__Assignment__. For the entries that follow, restate word for word the line containing "Target: motion blur streak", the line containing "Expected: one point per instance of the red-walled", and every line that lies between them.

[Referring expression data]

****************************************

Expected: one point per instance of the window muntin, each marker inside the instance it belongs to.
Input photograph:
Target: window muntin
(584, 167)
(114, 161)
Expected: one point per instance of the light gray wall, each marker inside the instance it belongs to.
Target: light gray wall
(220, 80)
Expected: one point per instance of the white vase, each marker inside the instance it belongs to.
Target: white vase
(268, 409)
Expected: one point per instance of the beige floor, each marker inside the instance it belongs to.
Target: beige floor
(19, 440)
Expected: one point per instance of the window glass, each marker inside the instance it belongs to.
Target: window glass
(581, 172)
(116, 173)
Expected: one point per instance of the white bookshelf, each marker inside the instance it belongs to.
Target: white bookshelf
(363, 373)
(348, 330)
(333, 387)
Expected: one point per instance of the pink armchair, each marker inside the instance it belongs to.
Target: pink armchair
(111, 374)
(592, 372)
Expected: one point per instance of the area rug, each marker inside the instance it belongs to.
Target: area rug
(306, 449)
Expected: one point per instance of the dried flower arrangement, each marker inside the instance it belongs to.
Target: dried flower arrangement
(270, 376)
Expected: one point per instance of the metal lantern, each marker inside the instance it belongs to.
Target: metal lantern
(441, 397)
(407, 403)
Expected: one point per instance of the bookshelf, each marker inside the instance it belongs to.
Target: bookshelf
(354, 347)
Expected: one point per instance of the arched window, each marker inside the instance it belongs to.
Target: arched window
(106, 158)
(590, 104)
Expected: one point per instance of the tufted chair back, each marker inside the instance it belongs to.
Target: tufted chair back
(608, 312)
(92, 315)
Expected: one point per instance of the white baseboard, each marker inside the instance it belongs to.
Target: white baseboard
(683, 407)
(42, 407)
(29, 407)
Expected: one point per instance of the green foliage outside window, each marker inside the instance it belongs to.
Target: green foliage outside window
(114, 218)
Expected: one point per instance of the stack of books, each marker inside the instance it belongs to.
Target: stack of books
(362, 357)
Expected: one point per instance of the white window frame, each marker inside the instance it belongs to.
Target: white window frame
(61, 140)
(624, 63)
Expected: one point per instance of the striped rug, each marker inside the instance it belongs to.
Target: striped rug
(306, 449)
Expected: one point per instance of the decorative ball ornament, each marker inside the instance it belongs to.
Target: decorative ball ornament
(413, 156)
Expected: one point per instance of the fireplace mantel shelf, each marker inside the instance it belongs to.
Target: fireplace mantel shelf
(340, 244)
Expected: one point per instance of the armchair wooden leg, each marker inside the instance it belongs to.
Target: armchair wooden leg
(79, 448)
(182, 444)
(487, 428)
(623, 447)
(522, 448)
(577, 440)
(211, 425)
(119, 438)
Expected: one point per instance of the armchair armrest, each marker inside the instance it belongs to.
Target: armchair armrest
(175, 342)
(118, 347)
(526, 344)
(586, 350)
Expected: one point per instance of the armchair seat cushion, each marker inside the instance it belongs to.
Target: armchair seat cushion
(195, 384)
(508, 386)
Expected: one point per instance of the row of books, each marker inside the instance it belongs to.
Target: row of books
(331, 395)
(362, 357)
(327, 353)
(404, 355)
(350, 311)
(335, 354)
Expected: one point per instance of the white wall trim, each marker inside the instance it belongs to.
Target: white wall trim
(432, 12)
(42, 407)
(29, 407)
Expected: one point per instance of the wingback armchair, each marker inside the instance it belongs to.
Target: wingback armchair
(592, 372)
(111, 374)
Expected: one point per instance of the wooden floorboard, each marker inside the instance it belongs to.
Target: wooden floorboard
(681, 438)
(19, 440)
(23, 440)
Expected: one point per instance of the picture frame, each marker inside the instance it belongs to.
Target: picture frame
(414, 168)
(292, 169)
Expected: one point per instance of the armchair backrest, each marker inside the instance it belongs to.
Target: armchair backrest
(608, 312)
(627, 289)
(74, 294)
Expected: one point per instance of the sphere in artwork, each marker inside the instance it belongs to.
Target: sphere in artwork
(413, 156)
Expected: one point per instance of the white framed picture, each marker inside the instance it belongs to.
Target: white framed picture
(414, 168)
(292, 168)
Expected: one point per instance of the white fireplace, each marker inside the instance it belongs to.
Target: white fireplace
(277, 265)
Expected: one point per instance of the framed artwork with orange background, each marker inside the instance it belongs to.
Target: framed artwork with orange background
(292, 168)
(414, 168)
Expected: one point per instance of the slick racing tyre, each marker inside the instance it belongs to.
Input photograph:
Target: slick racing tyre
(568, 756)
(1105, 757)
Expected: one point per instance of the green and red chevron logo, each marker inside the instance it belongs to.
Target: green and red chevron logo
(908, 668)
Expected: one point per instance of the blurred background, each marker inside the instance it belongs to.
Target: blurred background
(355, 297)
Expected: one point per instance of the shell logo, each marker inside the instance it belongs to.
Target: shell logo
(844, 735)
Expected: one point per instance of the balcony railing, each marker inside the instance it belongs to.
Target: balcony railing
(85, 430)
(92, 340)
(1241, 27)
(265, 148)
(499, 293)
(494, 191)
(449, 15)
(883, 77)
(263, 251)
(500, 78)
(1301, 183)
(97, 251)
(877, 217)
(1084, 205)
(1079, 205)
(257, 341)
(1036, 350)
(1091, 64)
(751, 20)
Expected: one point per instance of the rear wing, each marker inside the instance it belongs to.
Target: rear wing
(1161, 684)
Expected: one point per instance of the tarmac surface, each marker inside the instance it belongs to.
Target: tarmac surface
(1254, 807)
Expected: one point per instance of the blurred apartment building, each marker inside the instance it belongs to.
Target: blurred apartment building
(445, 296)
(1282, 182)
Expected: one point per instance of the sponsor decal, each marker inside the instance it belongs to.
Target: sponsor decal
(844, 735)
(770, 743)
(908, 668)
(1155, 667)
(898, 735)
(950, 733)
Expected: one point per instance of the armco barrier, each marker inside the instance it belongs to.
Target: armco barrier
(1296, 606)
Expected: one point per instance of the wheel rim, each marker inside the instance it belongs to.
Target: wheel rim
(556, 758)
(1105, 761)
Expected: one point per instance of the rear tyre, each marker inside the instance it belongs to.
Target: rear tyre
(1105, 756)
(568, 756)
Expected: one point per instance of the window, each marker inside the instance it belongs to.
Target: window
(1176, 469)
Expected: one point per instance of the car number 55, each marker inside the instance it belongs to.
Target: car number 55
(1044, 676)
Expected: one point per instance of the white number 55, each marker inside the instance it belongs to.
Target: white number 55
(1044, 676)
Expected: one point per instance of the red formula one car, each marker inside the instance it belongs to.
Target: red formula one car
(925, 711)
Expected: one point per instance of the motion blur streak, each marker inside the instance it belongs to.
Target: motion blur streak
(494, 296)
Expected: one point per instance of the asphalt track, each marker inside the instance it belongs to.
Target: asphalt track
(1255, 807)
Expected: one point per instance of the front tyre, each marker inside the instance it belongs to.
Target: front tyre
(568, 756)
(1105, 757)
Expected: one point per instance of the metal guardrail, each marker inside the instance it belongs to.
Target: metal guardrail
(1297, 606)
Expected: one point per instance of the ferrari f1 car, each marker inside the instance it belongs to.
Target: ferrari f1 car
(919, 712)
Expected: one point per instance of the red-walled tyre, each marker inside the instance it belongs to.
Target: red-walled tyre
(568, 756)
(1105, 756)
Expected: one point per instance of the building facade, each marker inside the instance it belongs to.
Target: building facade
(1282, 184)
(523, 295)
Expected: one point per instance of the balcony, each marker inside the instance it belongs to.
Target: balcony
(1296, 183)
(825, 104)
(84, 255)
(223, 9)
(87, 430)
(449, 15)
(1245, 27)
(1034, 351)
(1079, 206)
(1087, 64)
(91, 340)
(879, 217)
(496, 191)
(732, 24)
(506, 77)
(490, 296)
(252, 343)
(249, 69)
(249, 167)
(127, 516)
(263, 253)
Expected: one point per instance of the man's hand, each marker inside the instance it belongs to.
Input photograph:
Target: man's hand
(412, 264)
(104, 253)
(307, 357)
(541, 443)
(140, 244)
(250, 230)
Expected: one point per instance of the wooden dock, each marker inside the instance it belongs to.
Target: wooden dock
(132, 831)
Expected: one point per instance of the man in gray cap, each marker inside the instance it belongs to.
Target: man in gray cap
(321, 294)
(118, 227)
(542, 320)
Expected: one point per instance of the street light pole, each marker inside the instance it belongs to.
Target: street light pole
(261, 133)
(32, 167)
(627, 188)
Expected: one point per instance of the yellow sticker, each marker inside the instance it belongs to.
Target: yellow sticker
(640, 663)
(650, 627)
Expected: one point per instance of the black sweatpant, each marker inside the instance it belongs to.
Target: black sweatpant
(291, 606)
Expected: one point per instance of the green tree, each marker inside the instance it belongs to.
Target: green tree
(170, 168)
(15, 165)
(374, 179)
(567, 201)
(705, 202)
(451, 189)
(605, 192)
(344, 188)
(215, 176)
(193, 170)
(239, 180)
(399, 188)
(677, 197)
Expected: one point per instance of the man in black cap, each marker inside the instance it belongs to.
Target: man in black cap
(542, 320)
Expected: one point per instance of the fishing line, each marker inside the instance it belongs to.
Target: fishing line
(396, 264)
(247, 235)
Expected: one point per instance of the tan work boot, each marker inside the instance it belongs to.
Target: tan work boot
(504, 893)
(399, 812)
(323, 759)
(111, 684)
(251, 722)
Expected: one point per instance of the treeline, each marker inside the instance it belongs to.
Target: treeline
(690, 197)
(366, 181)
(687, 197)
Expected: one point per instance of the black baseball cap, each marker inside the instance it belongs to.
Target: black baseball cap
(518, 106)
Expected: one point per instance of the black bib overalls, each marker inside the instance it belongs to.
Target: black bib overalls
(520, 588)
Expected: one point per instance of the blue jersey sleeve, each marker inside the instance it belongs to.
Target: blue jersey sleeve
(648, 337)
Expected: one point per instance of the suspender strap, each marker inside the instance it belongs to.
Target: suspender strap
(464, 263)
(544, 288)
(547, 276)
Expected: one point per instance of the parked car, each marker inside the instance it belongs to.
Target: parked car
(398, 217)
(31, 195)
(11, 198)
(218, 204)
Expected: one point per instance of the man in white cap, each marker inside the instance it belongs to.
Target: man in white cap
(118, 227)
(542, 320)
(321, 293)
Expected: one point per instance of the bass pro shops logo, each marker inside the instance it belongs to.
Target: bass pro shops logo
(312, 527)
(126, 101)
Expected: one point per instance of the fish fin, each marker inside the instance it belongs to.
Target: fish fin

****************************************

__Final answer__.
Target: motion blur streak
(494, 296)
Expected: one point per instance of the asphalt track, each marker inside the instance it belongs to.
Target: asphalt track
(1255, 807)
Expected: one point per instance of the front tyre, each marker inside the instance it belongs to.
Target: front tyre
(568, 756)
(1105, 757)
Expected: one point per instance of the metal guardrail, each marker inside the instance it belongs to.
Target: metal guardrail
(1297, 606)
Expected: one point per instance of the ferrari f1 car, each marker inside the instance it belongs to.
Target: ferrari f1 car
(919, 712)
Expected: one point per instance of the red-walled tyre, each marker inside the instance it belongs to.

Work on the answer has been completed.